◆ The data:
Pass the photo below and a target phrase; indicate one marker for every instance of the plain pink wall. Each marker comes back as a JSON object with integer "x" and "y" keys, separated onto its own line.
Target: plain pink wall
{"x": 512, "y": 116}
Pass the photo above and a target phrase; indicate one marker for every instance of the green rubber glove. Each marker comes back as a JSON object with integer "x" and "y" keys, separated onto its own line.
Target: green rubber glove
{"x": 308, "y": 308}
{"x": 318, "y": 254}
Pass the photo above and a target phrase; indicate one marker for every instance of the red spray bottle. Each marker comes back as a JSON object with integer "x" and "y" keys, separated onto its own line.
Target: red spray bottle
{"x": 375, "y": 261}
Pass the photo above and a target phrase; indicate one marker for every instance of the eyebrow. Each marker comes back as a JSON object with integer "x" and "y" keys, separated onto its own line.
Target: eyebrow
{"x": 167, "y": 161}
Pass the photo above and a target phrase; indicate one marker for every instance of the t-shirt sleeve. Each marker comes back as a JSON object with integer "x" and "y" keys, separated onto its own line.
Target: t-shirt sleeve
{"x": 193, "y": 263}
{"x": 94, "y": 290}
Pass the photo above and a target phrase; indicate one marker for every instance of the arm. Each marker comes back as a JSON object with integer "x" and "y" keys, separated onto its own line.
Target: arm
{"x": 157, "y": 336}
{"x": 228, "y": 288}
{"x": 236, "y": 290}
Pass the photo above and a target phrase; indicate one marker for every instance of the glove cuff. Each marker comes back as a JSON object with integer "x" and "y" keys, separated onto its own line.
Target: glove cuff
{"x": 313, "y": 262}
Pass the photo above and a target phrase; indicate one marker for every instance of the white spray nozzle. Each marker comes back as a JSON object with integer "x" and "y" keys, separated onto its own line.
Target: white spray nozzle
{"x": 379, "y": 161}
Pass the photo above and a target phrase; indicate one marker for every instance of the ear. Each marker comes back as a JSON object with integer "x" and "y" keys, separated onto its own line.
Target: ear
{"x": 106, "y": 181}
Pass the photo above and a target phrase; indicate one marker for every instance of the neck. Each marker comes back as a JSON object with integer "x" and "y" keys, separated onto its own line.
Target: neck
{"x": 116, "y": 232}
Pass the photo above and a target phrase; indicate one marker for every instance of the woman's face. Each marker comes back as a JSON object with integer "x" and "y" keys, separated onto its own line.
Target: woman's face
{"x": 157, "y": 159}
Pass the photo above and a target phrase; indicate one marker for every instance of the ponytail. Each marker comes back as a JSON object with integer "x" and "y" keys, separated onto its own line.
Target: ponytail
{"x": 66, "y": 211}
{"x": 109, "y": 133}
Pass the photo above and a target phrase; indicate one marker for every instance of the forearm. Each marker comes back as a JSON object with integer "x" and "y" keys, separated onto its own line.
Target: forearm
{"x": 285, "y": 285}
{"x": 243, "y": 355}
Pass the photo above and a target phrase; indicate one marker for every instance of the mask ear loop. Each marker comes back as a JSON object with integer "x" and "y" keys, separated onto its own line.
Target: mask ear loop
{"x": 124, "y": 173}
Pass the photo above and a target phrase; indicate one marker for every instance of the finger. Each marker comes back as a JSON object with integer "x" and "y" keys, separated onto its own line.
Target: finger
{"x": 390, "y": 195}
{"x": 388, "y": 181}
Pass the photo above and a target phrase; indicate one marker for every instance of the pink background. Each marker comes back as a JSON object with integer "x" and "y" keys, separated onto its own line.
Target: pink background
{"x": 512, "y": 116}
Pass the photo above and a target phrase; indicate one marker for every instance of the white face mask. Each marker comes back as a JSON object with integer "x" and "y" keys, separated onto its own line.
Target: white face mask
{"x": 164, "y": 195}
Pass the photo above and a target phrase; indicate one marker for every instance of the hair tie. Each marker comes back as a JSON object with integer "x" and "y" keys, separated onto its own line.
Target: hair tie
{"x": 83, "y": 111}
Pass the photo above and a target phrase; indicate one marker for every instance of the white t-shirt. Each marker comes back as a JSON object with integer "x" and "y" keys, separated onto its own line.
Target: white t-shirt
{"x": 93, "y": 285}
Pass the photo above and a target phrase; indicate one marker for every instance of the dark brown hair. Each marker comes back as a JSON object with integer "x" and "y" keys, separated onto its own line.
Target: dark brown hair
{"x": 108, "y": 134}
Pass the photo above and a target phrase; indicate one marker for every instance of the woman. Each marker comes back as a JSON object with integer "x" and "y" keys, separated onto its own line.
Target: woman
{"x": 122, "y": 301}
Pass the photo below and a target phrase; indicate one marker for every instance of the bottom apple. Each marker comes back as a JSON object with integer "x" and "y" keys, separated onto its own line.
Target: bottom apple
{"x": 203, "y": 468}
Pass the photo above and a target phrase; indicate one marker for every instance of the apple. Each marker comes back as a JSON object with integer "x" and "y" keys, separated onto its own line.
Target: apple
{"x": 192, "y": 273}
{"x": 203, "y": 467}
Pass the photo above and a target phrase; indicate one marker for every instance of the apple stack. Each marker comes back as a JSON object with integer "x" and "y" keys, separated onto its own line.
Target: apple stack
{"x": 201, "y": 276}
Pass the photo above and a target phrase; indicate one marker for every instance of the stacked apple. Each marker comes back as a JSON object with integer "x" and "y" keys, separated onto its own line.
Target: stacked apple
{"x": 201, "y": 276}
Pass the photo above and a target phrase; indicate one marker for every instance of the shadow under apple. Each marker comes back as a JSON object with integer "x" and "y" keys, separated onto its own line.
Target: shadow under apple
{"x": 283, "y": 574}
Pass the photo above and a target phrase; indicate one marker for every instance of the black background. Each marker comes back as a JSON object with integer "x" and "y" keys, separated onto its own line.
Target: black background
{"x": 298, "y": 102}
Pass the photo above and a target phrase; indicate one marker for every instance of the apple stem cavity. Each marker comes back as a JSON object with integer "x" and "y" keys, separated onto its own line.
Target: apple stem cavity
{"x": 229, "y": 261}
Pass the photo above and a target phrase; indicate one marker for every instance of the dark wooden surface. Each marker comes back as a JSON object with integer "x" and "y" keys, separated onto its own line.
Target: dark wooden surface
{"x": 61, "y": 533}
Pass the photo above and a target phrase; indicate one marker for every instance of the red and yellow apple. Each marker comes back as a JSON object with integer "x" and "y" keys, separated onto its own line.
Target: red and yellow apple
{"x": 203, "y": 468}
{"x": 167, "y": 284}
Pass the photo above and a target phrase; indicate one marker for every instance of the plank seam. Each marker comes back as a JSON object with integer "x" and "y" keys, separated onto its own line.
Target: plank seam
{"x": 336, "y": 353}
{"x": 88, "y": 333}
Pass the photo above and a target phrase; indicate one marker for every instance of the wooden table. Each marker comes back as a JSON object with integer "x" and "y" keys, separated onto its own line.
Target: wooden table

◆ Brief:
Each line of the material should be duplicated exactly, please.

◆ Exercise result:
Pass the photo below and a target phrase; indicate one marker for every instance of the plain pink wall. Each marker comes back as a JSON object with integer "x" and "y" keys, separated onto its own line.
Target: plain pink wall
{"x": 512, "y": 116}
Pass the photo above and a target phrase; indicate one marker for every instance of the green rubber glove. Each marker comes back as a JSON object with integer "x" and "y" keys, separated onto its own line.
Target: green rubber glove
{"x": 308, "y": 308}
{"x": 318, "y": 254}
Pass the photo above and a target phrase; indicate one marker for every instance of the red spray bottle. Each marker comes back as a JSON object with integer "x" and "y" keys, separated onto its own line.
Target: red spray bottle
{"x": 375, "y": 261}
Pass the photo above and a target phrase; indicate one marker for every instance of the eyebrow. Each marker comes back as a JSON object with integer "x" and "y" keys, separated onto its own line.
Target: eyebrow
{"x": 167, "y": 161}
Pass the photo above and a target phrase; indicate one marker for every instance of the t-shirt sleeve. Each marker comes back as a JSON object with integer "x" and "y" keys, separated onto its own line.
Target: t-shirt sleeve
{"x": 193, "y": 263}
{"x": 94, "y": 290}
Pass the photo above and a target phrase; indicate one marker for every instance of the arm. Each marker comes back as a JSON object with integer "x" and "y" keys, separated onto its own line.
Target: arm
{"x": 157, "y": 336}
{"x": 228, "y": 288}
{"x": 236, "y": 290}
Pass the photo above and a target phrase; indicate one marker for every instance of the glove cuff. Each marker comes back as a JSON object with integer "x" and "y" keys, separated onto its own line.
Target: glove cuff
{"x": 313, "y": 262}
Pass the photo above and a target phrase; indicate one marker for every instance of the white spray nozzle. Each marker comes back as a JSON object with integer "x" and "y" keys, separated onto its own line.
Target: white spray nozzle
{"x": 379, "y": 161}
Pass the photo above and a target phrase; indicate one marker for every instance of the ear. Each marker comes back as a JSON object with integer "x" and "y" keys, separated onto its own line.
Target: ear
{"x": 106, "y": 181}
Pass the photo above and a target phrase; indicate one marker for every instance of the neck. Each marker comes back as a JSON object with integer "x" and "y" keys, separated onto its own line.
Target: neck
{"x": 116, "y": 232}
Pass the photo above and a target phrase; indicate one marker for every instance of the woman's face. Each marker comes back as a JSON object with integer "x" and "y" keys, separated onto its own line.
Target: woman's face
{"x": 157, "y": 159}
Pass the photo above and a target phrase; indicate one marker for every instance of the ponytail. Each marker comes back as a JSON object with integer "x" and "y" keys, separated onto its own line.
Target: ponytail
{"x": 66, "y": 211}
{"x": 109, "y": 133}
Pass the photo above and a target phrase; indicate one marker for every instance of the forearm. Each marker comes back as a JSON object with integer "x" and "y" keys, separated onto its own line.
Target: forearm
{"x": 285, "y": 285}
{"x": 243, "y": 355}
Pass the photo above and a target phrase; indicate one marker for every instance of the mask ear loop. Each marker comes back as a JSON object with integer "x" and "y" keys, separated onto its own line.
Target: mask ear loop
{"x": 124, "y": 173}
Pass the photo above and a target phrase; indicate one marker for every instance of the finger. Each marker comes back as a JSON object with integer "x" and "y" keys, separated onto its own line.
Target: finger
{"x": 390, "y": 195}
{"x": 388, "y": 181}
Pass the photo above and a target phrase; indicate one marker for every instance of the pink background. Each marker comes back as a JSON object with integer "x" and "y" keys, separated onto its own line.
Target: pink background
{"x": 512, "y": 116}
Pass the photo above and a target phrase; indicate one marker for every instance of the white face mask. Each marker comes back as a JSON object with integer "x" and "y" keys, separated onto its own line.
Target: white face mask
{"x": 164, "y": 195}
Pass the photo above and a target phrase; indicate one marker for every instance of the hair tie. Each marker comes back as a JSON object with integer "x" and "y" keys, separated onto its own line.
Target: hair tie
{"x": 83, "y": 111}
Pass the photo above and a target phrase; indicate one marker for every instance of the white t-shirt. Each marker comes back as a JSON object with integer "x" and "y" keys, separated onto its own line.
Target: white t-shirt
{"x": 93, "y": 285}
Pass the photo above and a target phrase; indicate one marker for every instance of the dark brown hair. Each marker comes back as a JSON object with integer "x" and "y" keys, separated onto its own line.
Target: dark brown hair
{"x": 108, "y": 134}
Pass the photo above and a target phrase; indicate one marker for every instance of the woman. Each marker comes back as a JSON object with integer "x" and "y" keys, separated onto its own line.
Target: woman
{"x": 122, "y": 301}
Pass the photo below and a target phrase; indicate one marker for every instance of the bottom apple. Each marker comes back as a JSON object with integer "x" and "y" keys, separated onto its own line.
Target: bottom apple
{"x": 203, "y": 468}
Pass the photo above and a target phrase; indicate one marker for every instance of the apple. Each marker comes back as a JSON object with integer "x" and "y" keys, separated onto its own line.
Target: apple
{"x": 192, "y": 273}
{"x": 203, "y": 467}
Pass the photo above and a target phrase; indicate one marker for every instance of the apple stack. Each marker comes back as a JSON object with integer "x" and "y" keys, separated onto its own line.
Target: apple stack
{"x": 201, "y": 276}
Pass the photo above and a target phrase; indicate one marker for every instance of the stacked apple. Each marker comes back as a JSON object with integer "x" and "y" keys, separated onto its own line.
Target: stacked apple
{"x": 201, "y": 276}
Pass the photo above and a target phrase; indicate one marker for every instance of the shadow under apple. Each marker comes back as a JSON object with integer "x" and "y" keys, separated onto its own line.
Target: shadow under apple
{"x": 283, "y": 574}
Pass the photo above and a target phrase; indicate one marker for every instance of the black background. Each marker comes back as a JSON object with integer "x" and "y" keys, separated onto its own line.
Target: black background
{"x": 298, "y": 102}
Pass the photo above and a target phrase; indicate one marker for every instance of the apple stem cavity. Each marker comes back as a JSON object with integer "x" and "y" keys, separated onto its own line.
Target: apple stem cavity
{"x": 229, "y": 261}
Pass the photo above and a target phrase; indicate one marker for every instance of the dark wooden surface. Each marker comes back as a JSON object with integer "x" and "y" keys, separated onto its own line.
Target: dark wooden surface
{"x": 61, "y": 533}
Pass the photo above and a target phrase; indicate one marker for every instance of the red and yellow apple. Each marker comes back as a JSON object with integer "x" and "y" keys, separated onto its own line.
Target: red and yellow apple
{"x": 203, "y": 468}
{"x": 167, "y": 284}
Pass the photo above and a target phrase; indicate one marker for every instance of the plank seam. Each marker comes back as a JSON object with integer "x" and "y" keys, separated onto its own line.
Target: plank seam
{"x": 336, "y": 353}
{"x": 88, "y": 333}
Pass the photo above and a target phrase; indicate one marker for every instance of the wooden table. Each marker comes back as a JSON object with integer "x" and "y" keys, separated onto its own line.
Target: wooden table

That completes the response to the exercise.